Selected extract >>
--------------------------------------------------

Oh the things those (fear!) demons make us do. The only thing more dreadful? The things those demons make us NOT do.
I've come to the realization that I'm not a marketer. Or maybe I should say I'm not only a marketer. Over the years, my role has evolved into 2 parts marketer + 1 part guide + 1 part therapist. 'Twas not intentional. But it's certainly called for in these disruptive times.
Because in transitioning companies to social media requires my tapping into all these roles. Why? The short answer is: fear of the unknown. Marketers now find themselves in uncharted territory that's defined by change and rife with ways to falter.
And hey, that's scary stuff.
You see, Web 2.0 (aka "social media") is more than a set of new technologies. Conversely, social media heralds an entirely new era that places customers in control because it puts dynamic media tools within everyone's reach. As a result, it changes so much of what marketers have learned up until now--and has companies of all shapes and sizes scrambling to keep pace with consumers. My how things change, and quickly so.
Exciting times? Definitely. An age that's ripe with revenue opportunities? Most definitely. Scary era for marketers? Definitely x infinity!
So while the marketer and the guide part of my role helps me teach companies the opportunities and best practices, and facilitates the necessary shift in their mindsets, the therapist part of my role is laser-focused on their fears. Because fear tends to make us not act, instead of take action. And we want companies to be proactive in their use of these new tools, not paralyzed by their fear of them.

--------------------------------------------------

[Stored records]
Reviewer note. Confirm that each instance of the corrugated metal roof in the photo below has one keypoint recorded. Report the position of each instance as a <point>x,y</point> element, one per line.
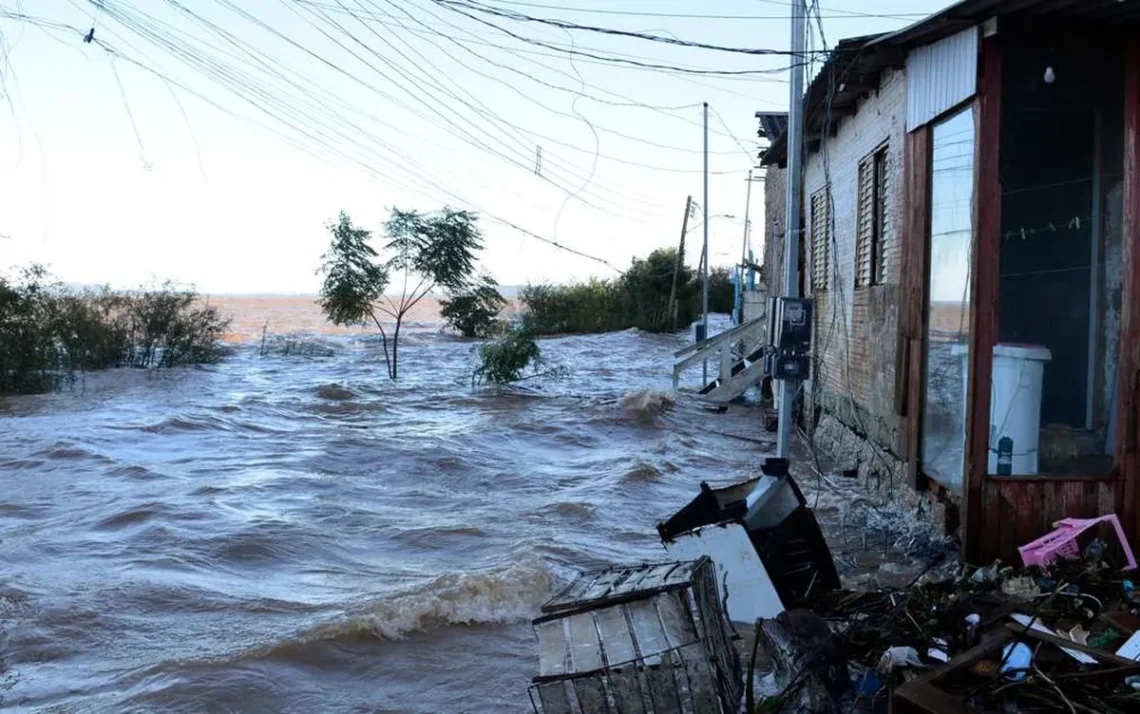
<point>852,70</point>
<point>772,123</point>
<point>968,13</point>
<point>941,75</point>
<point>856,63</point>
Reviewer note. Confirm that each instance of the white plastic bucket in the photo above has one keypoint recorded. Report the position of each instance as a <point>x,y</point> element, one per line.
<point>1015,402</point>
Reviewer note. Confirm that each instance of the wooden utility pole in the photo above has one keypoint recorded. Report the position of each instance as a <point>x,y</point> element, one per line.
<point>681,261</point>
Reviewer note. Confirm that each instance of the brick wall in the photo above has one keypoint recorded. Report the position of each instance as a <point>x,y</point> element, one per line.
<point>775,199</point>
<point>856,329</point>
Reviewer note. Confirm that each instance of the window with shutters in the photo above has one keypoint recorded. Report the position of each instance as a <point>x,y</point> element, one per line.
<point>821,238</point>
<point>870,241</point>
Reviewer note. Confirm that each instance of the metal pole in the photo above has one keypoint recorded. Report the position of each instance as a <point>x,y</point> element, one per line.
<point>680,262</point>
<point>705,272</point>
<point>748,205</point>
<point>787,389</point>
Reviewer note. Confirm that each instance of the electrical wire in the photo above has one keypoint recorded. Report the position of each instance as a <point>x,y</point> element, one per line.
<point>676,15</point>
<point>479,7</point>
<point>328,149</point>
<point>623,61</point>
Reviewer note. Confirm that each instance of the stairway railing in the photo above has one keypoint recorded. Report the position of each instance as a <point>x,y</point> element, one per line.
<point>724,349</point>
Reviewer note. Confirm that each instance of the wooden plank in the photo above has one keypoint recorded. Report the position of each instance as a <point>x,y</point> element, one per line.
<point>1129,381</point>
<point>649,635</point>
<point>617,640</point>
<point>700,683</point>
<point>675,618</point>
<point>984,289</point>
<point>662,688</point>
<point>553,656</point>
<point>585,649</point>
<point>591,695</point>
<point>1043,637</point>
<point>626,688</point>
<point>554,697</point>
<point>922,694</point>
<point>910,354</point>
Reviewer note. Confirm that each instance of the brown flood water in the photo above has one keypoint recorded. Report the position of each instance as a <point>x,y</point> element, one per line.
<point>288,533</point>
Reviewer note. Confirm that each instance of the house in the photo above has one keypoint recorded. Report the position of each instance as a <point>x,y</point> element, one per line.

--------------------------------------------------

What is needed >> Continue the piece on marketers' fear of social media, picking up right after its final sentence.

Response box >>
Thus, it is here where we let the (fear) demons loose. Oh if only I had the budget to stream some CGI graphics where I could simulate demons encircling the room... maybe one day.
Now, let me be clear on how I go about it: I'm not focused on shoving those fear demons to the side so that they're out of central view. Because in focusing on 'getting rid of the fear,' one finds themselves still very much centered (haunted?) on fear, being those demons are still alive and well in their peripheral vision.
And when one is so sidetracked on ridding themselves of fear, and avoiding it at all costs, they're still paying those demons a lot of mind share.
Instead, I advocate (and practice) placing the fear front & center. In dueling these demons we accept their presence and then we start robbing them of their power. Much like in a group therapy session, I hold a workshop where everyone is free to share their social media insecurities. And true to therapy, it's a safe, confidential environment where nothing--no demon too big nor small--is off limits.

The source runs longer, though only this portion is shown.